Set exercise:
Can you duplicate the lines below, starting at the very first one and ending at the one that contains "x=763, y=611", and leave the pictures out?
+ + +
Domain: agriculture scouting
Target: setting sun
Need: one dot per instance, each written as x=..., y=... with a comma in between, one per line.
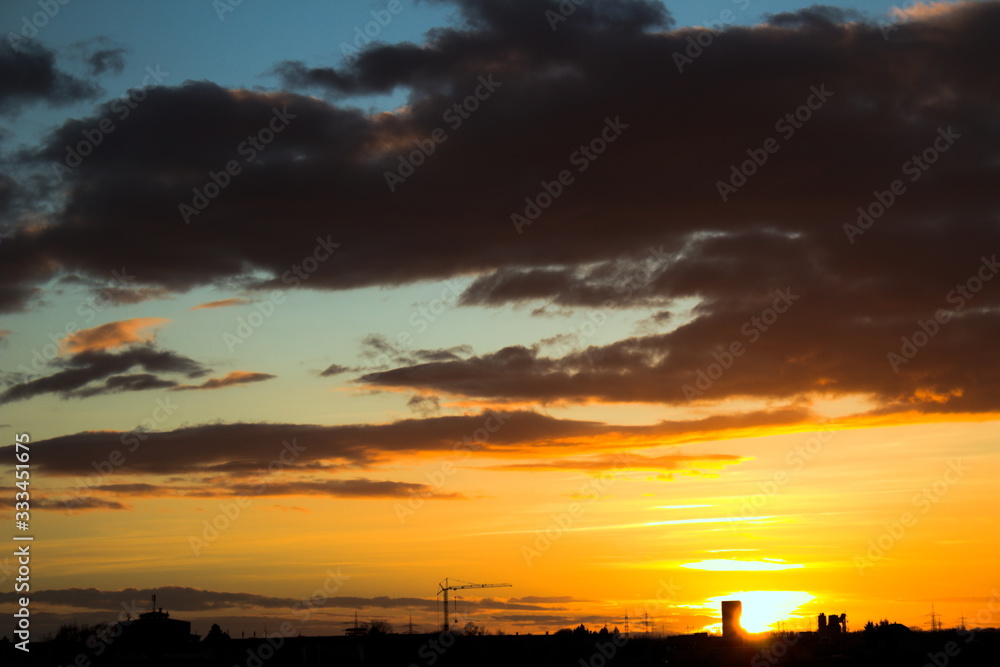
x=763, y=611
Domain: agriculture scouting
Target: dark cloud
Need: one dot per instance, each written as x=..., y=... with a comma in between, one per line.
x=334, y=369
x=81, y=369
x=241, y=448
x=230, y=380
x=222, y=303
x=888, y=97
x=78, y=504
x=29, y=74
x=120, y=296
x=107, y=60
x=120, y=383
x=424, y=405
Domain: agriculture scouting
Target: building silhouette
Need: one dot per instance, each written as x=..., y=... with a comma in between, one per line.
x=732, y=612
x=156, y=631
x=831, y=625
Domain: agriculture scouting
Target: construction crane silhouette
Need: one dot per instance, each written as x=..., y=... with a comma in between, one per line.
x=445, y=586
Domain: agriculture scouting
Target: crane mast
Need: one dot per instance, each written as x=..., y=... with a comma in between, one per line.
x=445, y=586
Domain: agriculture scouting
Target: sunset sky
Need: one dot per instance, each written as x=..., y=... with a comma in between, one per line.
x=637, y=307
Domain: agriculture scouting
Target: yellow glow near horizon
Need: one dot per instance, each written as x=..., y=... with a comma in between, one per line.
x=764, y=610
x=730, y=565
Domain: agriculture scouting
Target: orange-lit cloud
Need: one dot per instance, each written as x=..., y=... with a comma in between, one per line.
x=730, y=565
x=926, y=10
x=234, y=378
x=111, y=335
x=222, y=303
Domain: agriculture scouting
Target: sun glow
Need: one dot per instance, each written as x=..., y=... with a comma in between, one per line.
x=764, y=610
x=732, y=565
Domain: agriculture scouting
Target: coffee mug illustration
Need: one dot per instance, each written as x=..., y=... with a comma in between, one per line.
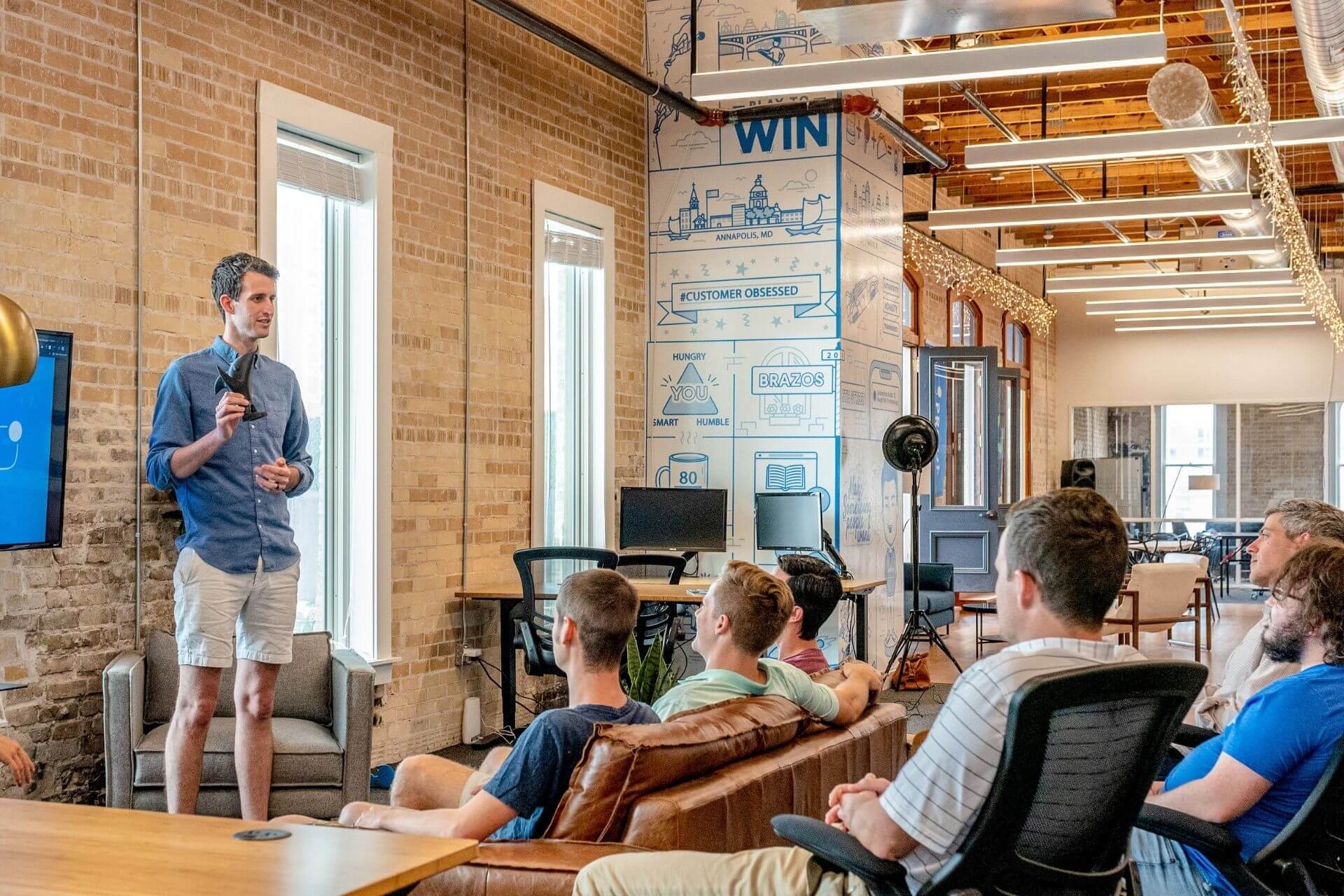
x=685, y=470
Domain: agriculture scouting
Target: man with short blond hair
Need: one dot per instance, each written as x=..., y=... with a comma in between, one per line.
x=515, y=793
x=739, y=618
x=1289, y=527
x=1059, y=567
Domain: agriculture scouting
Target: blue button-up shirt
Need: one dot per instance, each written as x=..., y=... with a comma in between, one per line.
x=230, y=519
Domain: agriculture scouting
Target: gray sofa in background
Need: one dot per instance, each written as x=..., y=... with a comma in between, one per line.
x=936, y=593
x=323, y=727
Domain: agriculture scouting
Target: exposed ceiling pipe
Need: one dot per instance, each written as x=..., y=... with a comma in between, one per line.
x=707, y=115
x=979, y=105
x=1180, y=97
x=1320, y=34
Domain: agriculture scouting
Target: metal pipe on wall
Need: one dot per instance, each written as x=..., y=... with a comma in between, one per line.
x=707, y=115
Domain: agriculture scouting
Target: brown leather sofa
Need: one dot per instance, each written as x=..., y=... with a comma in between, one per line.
x=708, y=780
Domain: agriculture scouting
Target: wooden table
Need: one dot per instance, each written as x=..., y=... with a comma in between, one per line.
x=58, y=848
x=510, y=594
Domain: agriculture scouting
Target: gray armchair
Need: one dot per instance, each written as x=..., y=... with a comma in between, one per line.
x=323, y=727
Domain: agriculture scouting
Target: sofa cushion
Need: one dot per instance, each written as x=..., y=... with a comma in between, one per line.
x=307, y=754
x=302, y=688
x=533, y=867
x=622, y=763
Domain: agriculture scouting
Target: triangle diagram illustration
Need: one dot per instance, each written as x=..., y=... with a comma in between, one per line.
x=690, y=396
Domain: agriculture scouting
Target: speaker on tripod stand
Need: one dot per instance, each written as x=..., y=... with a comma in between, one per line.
x=909, y=445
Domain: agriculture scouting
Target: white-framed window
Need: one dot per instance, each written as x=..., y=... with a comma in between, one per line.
x=573, y=370
x=324, y=219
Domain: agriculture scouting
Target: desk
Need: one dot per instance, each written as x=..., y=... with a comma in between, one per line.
x=58, y=848
x=510, y=594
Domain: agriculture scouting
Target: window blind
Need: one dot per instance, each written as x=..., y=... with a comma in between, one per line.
x=318, y=168
x=569, y=246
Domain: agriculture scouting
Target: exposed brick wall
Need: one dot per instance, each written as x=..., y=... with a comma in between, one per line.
x=67, y=162
x=1281, y=454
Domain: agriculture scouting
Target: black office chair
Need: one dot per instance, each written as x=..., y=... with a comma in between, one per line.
x=654, y=617
x=531, y=618
x=1304, y=860
x=1079, y=751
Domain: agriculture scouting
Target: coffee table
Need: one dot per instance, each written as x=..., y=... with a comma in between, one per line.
x=65, y=849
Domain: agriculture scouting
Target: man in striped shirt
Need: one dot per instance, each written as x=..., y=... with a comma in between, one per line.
x=1059, y=567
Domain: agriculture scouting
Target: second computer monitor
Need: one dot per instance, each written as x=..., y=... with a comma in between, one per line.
x=790, y=522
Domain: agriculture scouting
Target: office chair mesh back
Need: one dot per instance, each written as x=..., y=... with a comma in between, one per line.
x=654, y=617
x=540, y=571
x=1079, y=752
x=1315, y=836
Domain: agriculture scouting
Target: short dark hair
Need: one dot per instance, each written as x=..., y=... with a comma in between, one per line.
x=803, y=564
x=229, y=276
x=1073, y=543
x=1316, y=577
x=756, y=603
x=605, y=606
x=818, y=594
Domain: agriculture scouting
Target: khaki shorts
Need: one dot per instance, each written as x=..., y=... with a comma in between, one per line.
x=211, y=606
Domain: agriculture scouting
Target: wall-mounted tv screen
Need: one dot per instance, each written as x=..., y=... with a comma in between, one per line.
x=34, y=421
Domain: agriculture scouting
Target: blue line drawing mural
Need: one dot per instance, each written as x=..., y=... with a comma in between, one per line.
x=690, y=396
x=785, y=382
x=685, y=470
x=769, y=41
x=756, y=214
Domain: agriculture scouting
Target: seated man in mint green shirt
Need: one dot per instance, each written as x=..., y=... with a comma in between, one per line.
x=737, y=622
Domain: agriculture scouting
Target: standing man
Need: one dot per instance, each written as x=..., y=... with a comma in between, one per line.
x=237, y=564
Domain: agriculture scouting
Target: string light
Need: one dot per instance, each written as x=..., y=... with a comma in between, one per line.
x=965, y=277
x=1276, y=186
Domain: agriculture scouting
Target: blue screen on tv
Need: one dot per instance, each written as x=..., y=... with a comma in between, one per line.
x=33, y=449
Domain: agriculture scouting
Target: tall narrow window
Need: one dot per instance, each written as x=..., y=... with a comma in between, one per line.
x=573, y=481
x=324, y=248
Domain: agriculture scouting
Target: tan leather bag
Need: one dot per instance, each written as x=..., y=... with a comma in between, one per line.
x=913, y=673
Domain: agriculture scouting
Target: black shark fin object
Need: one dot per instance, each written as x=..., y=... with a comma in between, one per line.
x=238, y=379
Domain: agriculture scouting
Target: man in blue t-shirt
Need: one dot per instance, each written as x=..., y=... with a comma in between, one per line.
x=1259, y=773
x=514, y=796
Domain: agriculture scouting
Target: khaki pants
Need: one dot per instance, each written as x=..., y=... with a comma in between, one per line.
x=780, y=871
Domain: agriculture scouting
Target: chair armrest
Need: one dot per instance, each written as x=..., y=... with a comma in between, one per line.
x=1212, y=840
x=353, y=719
x=1193, y=735
x=838, y=849
x=122, y=723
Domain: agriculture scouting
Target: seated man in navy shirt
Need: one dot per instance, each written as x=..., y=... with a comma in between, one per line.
x=594, y=615
x=1259, y=773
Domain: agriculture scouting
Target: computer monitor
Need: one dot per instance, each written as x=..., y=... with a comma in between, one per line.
x=34, y=419
x=675, y=519
x=790, y=522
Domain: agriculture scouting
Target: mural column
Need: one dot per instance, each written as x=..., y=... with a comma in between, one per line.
x=748, y=335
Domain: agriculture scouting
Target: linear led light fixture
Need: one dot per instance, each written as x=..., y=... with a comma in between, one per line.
x=1174, y=280
x=1205, y=317
x=1174, y=327
x=1154, y=250
x=1093, y=210
x=1175, y=298
x=1073, y=54
x=1113, y=312
x=1149, y=144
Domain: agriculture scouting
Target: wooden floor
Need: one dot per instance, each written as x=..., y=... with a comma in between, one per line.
x=1228, y=631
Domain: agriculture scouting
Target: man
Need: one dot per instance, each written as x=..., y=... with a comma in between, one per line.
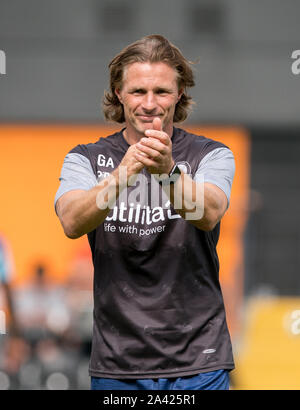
+ + +
Answer in full:
Domain: agriculture scouting
Target: setting sun
Need: one dot per instance, each written as x=..., y=... with a comma in between, one per line.
x=763, y=611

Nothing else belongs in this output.